• _What to do_
Rewrite the records below with "instance" changed to "occurrence" and nothing else altered. Begin at the line that has "One point belongs to each instance of the brown" and stop after the line that has "[[97, 163]]", giving only those lines.

• _Task inputs_
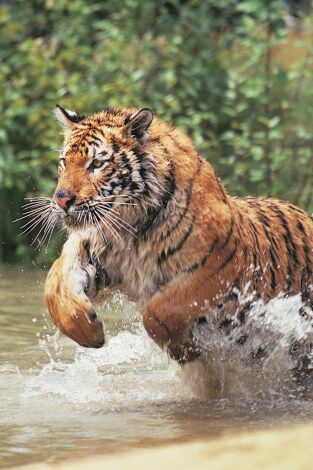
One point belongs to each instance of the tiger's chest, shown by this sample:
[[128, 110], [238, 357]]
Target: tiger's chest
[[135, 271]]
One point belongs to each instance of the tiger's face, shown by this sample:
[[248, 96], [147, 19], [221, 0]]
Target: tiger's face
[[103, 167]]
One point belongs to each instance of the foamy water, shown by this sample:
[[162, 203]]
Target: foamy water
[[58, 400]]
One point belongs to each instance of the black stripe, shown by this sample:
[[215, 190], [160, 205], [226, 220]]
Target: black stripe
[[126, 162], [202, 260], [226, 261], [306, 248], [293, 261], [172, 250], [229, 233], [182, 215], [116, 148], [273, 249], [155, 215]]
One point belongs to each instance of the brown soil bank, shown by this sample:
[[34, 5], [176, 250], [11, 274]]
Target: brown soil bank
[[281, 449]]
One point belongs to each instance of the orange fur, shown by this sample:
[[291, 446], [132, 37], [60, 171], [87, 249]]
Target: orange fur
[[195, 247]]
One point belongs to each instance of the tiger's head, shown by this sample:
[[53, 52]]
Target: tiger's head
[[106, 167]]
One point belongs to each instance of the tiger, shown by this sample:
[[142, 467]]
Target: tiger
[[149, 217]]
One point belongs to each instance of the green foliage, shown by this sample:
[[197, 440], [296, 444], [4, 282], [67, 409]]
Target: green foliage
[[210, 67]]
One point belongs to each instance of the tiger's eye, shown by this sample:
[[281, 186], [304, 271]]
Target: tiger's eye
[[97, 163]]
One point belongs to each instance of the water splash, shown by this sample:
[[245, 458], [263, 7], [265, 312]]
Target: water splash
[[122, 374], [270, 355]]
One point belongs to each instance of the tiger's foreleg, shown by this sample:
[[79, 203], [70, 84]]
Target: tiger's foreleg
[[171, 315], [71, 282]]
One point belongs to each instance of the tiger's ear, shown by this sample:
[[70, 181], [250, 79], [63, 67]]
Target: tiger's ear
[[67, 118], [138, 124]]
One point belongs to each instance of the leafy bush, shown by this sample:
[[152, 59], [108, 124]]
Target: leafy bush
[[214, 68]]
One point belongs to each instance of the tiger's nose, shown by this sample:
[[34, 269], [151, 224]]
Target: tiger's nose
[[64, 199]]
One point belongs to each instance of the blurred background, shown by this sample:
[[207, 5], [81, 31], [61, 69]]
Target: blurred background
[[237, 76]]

--

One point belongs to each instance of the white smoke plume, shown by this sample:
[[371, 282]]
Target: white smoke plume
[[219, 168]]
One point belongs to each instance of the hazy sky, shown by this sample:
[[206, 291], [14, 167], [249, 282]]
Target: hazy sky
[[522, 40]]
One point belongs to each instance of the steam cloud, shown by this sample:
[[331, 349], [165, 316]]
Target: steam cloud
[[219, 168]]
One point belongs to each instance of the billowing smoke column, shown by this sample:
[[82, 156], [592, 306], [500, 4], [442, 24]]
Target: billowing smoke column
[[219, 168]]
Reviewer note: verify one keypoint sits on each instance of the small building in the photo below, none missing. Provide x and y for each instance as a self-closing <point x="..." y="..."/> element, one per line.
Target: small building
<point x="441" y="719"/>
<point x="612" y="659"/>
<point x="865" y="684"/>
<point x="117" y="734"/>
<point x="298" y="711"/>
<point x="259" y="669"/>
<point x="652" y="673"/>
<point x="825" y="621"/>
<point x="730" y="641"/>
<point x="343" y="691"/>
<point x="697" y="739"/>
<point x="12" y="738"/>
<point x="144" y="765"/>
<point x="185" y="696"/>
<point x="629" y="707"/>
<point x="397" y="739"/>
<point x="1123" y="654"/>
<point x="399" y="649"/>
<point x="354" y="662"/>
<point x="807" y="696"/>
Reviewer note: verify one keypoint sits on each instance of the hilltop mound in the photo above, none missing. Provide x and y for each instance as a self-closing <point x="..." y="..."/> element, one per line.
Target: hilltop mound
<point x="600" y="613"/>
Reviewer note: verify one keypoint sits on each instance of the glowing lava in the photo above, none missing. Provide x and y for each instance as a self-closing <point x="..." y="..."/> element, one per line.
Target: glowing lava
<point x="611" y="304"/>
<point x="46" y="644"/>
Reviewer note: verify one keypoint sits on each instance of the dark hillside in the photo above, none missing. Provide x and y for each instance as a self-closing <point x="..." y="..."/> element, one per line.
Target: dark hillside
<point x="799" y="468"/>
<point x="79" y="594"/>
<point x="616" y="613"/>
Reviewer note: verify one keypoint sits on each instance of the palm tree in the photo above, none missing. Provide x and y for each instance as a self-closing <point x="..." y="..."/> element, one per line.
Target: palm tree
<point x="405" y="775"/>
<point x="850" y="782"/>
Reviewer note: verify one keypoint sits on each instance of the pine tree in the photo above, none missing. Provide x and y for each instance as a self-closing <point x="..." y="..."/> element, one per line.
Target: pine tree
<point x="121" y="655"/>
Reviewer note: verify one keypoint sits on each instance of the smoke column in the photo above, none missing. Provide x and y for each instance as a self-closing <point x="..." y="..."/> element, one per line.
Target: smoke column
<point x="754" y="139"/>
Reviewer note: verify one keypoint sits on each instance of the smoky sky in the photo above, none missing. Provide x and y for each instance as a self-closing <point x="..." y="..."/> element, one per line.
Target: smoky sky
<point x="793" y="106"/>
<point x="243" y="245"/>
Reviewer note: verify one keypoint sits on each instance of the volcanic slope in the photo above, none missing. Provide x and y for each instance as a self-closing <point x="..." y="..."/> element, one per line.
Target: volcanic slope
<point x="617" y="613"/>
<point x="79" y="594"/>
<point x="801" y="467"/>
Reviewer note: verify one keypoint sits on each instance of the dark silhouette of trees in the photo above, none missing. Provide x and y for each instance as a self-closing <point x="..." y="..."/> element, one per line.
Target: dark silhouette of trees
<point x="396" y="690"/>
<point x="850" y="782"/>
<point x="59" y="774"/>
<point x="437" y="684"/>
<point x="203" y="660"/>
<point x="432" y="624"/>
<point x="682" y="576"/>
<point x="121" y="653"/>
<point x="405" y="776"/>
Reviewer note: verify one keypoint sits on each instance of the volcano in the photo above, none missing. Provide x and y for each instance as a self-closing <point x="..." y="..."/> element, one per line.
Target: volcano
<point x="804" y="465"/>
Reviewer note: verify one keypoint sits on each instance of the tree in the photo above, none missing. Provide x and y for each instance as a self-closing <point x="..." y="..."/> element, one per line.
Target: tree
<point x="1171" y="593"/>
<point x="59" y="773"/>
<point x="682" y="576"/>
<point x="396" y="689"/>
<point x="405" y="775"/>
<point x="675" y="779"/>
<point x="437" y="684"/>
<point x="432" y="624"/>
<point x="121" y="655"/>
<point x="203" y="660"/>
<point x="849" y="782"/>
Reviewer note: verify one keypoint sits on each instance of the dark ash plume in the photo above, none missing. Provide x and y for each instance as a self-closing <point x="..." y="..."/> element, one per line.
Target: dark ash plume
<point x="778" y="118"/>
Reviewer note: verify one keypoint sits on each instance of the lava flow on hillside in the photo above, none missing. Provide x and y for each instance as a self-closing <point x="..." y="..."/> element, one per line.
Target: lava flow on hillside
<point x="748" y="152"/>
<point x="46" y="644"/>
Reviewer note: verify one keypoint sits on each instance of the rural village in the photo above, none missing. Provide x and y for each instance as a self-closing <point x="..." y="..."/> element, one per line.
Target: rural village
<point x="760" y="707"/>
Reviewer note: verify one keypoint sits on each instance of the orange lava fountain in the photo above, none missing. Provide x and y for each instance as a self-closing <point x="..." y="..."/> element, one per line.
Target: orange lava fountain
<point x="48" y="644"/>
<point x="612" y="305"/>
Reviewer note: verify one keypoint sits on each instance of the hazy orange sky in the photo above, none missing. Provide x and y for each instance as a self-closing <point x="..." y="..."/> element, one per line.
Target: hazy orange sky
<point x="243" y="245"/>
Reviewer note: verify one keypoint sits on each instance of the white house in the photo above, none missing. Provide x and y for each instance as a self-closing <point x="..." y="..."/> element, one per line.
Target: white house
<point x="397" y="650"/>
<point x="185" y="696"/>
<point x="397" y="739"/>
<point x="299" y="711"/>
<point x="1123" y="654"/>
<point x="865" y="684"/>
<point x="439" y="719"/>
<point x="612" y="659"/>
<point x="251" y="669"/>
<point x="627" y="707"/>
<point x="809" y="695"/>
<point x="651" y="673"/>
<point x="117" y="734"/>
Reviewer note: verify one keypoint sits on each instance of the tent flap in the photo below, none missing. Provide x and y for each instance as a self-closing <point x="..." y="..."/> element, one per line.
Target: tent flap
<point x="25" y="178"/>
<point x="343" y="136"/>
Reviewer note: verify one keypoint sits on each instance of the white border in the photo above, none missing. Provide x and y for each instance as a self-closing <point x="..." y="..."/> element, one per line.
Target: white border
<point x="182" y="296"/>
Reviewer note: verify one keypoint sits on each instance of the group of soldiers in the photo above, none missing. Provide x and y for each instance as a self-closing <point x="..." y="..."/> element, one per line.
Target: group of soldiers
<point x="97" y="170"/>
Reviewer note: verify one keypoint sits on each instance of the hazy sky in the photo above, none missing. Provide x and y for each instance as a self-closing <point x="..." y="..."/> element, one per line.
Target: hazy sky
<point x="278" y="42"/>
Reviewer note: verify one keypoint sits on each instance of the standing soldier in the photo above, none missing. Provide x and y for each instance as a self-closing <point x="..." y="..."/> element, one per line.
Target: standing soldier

==

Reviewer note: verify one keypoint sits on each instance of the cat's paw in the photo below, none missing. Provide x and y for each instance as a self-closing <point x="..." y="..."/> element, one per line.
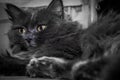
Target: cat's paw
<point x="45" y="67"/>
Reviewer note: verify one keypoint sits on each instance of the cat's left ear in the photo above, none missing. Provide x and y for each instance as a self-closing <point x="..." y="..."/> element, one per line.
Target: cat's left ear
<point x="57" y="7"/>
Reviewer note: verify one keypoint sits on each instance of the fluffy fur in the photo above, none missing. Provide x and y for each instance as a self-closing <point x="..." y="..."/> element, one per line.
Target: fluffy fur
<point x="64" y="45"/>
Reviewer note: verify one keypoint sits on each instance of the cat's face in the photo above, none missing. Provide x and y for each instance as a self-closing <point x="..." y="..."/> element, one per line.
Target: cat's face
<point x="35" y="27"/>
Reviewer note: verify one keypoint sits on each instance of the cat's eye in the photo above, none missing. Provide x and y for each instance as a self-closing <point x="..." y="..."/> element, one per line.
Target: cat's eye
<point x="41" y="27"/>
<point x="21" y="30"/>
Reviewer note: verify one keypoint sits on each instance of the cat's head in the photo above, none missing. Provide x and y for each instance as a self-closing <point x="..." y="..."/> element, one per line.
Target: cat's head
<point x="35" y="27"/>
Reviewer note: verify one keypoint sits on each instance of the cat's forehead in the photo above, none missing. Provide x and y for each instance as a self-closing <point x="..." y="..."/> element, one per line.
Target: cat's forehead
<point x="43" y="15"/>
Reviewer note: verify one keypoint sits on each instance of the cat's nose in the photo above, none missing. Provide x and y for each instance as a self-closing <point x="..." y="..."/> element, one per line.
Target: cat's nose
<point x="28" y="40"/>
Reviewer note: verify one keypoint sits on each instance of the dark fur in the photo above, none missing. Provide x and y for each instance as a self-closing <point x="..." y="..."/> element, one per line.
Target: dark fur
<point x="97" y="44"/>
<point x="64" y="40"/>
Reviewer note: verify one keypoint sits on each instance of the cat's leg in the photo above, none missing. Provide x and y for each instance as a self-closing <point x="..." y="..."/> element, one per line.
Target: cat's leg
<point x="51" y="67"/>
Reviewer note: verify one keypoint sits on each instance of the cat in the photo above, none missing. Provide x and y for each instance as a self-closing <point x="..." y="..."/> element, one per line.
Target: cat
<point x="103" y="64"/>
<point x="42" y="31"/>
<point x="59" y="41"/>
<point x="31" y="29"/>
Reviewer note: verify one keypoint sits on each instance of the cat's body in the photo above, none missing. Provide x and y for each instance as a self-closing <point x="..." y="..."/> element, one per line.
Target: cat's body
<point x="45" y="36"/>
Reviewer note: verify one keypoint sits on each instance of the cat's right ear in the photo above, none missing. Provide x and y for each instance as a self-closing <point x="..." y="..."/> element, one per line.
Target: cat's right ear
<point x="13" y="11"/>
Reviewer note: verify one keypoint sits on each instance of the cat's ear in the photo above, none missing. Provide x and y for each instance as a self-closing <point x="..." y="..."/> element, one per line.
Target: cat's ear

• _Answer to this task_
One point belongs to each occurrence of the brown soil bank, shown by this sample:
[[34, 5], [176, 250], [11, 274]]
Target: brown soil bank
[[281, 449]]
One point belongs to each occurrence of the orange fur, shown by this sample:
[[291, 446], [132, 37], [60, 171], [87, 249]]
Target: orange fur
[[195, 247]]
One point belongs to each occurrence of the tiger's head, shown by this sample:
[[53, 52]]
Target: tiger's head
[[106, 167]]
One point belongs to each occurrence of the tiger, shown by this sample:
[[142, 467]]
Target: tiger
[[149, 217]]
One point belongs to each occurrence of the green foliage, shown by this sample:
[[197, 440], [296, 444], [4, 282], [67, 409]]
Target: green foliage
[[210, 67]]
One point belongs to each occurrence of the tiger's eye, shown by this sample:
[[281, 186], [304, 271]]
Target: tiger's eye
[[97, 163]]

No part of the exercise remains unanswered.